In occasione della Giornata Mondiale della Malattia di Parkinson che si celebrerà martedì 11 aprile, la Società Italiana di Neurologia (Sin) diffonde i risultati di uno studio USA appena pubblicato su JAMA secondo cui l’esposizione agli ambienti naturali come foreste, parchi, alberi stradali e fiumi, può ridurre il rischio di ospedalizzazione per malattia di Parkinson.
“Finora esistevano dati contrastanti sull’efficacia dell’esposizione ai cosiddetti spazi verdi nel proteggere da diverse condizioni neurologiche – ha commentato Alfredo Berardelli, Presidente della Società Italiana di Neurologia – mentre da numerosi recenti studi è emerso che questi ambienti esercitano una vera e propria azione terapeutica. Una ragione in più per sensibilizzare i responsabili politici a prendere in seria considerazione interventi di protezione degli habitat naturali”.

* * * * * * *

■ **Il tuo obiettivo**:
Nel testo sul Parkinson, chi è il Presidente della Società Italiana di Neurologia?

■ **Dati registrati**:
* * * * * * *

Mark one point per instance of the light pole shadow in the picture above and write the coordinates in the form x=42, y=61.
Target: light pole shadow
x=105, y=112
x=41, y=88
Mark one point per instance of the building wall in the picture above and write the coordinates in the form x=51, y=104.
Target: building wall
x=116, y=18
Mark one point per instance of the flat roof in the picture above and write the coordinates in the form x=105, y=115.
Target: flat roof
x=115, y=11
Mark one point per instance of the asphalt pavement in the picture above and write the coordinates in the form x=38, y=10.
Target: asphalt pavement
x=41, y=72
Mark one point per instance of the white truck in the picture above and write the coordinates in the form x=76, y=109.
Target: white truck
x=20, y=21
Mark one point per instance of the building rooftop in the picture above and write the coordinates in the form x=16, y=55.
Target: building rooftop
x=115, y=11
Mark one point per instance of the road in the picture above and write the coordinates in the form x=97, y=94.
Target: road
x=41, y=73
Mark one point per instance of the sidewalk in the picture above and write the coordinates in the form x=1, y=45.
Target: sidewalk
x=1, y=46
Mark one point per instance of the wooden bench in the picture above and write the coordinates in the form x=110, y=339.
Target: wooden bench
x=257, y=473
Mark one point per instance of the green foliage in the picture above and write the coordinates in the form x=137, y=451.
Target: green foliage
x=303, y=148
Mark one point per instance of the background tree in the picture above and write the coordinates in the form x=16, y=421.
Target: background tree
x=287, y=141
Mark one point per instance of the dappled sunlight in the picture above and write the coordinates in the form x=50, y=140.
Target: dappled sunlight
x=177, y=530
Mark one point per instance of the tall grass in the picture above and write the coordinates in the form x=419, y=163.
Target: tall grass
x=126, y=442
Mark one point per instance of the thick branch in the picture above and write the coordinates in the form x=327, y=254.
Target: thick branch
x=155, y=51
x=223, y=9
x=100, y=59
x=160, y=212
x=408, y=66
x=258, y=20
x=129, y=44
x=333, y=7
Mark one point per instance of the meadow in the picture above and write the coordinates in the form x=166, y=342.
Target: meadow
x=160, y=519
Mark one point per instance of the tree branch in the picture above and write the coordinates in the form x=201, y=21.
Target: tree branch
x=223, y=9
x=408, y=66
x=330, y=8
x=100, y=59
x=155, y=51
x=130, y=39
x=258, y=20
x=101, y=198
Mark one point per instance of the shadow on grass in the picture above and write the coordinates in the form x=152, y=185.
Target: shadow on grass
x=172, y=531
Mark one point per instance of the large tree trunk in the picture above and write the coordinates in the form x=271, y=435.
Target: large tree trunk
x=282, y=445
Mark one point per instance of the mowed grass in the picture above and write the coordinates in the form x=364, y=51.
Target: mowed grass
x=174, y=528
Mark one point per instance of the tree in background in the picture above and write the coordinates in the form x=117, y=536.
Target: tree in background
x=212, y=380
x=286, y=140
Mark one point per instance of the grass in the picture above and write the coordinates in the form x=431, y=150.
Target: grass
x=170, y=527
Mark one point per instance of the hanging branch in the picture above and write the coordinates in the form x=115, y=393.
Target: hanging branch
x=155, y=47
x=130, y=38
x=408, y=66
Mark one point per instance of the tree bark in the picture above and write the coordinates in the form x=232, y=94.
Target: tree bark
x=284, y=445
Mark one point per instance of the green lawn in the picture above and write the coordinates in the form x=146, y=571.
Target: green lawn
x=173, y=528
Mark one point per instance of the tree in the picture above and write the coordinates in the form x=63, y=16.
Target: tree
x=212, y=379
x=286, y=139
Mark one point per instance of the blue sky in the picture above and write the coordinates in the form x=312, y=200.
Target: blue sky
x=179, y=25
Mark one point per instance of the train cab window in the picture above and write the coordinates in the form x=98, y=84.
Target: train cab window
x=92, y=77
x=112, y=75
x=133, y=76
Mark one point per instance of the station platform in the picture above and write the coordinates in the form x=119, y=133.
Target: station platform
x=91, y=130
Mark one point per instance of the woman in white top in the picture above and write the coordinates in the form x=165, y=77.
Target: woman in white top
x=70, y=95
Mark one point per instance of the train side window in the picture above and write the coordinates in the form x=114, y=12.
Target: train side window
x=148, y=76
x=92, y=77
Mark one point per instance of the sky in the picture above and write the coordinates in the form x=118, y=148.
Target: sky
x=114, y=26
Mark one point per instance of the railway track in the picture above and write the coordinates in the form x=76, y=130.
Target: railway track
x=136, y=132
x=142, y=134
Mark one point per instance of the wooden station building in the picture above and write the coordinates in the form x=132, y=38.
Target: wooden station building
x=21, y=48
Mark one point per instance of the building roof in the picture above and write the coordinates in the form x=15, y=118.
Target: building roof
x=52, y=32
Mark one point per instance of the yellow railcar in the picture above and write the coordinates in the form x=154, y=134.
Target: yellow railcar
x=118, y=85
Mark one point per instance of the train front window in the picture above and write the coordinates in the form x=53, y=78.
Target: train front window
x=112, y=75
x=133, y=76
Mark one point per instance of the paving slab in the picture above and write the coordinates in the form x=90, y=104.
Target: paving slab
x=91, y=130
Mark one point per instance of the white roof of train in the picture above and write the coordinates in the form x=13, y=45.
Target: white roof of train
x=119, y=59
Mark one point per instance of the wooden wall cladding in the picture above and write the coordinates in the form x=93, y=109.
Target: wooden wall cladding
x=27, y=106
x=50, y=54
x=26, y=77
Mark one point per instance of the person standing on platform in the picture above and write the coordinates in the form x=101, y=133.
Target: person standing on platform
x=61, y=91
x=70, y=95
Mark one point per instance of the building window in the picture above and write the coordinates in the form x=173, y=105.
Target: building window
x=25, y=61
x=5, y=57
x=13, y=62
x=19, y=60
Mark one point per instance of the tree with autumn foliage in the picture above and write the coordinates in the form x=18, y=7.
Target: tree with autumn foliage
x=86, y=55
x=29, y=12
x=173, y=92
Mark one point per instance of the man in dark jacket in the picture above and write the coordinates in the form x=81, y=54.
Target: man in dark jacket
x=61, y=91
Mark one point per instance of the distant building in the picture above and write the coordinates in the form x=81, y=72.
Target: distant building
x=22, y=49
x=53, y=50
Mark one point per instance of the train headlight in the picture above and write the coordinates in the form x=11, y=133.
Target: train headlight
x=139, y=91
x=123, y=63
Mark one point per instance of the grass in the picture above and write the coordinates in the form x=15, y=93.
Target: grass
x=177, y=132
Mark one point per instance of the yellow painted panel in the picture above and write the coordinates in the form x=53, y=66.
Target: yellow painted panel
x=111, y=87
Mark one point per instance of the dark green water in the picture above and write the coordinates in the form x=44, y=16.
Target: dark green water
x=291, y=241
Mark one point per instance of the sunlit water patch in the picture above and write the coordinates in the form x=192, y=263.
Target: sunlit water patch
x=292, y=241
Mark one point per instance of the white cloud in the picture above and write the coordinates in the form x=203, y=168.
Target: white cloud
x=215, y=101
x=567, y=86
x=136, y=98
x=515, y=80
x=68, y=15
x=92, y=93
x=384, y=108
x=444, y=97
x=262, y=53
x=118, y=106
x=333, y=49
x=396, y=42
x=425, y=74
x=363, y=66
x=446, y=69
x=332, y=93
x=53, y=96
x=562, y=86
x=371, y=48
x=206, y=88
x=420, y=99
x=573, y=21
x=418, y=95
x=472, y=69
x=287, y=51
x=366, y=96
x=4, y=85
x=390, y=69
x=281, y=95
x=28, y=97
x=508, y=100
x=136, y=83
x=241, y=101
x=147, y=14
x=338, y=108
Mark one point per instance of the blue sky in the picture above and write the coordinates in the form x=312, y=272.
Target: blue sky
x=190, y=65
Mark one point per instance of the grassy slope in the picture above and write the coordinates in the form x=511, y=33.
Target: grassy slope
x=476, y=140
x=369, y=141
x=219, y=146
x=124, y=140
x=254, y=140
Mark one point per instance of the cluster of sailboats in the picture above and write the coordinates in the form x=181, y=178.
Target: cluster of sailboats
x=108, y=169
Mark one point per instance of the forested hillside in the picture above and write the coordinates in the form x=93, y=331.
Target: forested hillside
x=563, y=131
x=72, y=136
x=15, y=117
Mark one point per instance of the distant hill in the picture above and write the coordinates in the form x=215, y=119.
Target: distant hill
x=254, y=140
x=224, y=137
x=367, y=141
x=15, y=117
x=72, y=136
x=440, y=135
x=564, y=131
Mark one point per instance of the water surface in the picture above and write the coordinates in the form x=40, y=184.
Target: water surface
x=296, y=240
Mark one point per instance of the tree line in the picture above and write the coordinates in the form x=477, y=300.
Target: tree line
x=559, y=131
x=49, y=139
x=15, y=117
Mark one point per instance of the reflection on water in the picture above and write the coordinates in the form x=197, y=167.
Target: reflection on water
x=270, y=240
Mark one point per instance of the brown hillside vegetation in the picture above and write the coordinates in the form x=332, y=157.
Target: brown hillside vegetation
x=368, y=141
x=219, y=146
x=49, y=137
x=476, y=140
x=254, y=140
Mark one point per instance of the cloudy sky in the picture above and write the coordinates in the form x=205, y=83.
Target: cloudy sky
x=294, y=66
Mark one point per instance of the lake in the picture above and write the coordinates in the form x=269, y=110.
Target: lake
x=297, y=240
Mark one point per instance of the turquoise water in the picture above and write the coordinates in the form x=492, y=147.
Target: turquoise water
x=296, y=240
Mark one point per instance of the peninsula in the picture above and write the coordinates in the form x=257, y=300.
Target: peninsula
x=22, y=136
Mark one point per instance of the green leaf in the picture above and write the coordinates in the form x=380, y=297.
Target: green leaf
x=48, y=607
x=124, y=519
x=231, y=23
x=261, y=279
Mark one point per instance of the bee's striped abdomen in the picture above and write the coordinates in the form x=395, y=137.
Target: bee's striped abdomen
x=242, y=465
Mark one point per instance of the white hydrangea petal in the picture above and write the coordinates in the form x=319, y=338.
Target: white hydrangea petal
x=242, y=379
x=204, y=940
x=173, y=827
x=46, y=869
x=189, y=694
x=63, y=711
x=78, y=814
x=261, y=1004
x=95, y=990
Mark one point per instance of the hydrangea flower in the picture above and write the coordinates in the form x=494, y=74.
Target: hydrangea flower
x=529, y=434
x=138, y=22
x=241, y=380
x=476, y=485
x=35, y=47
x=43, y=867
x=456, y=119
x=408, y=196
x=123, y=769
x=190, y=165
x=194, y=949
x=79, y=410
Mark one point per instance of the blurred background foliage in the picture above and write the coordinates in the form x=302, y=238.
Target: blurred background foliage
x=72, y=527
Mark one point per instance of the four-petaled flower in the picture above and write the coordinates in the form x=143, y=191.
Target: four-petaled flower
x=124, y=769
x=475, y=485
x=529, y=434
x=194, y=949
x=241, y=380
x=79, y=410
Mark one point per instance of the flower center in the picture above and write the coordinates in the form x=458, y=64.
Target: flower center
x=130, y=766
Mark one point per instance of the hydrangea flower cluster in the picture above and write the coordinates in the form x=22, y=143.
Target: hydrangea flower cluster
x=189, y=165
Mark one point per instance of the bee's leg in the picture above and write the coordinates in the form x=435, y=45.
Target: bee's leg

* * * * * * *

■ **Risposta**:
Alfredo Berardelli.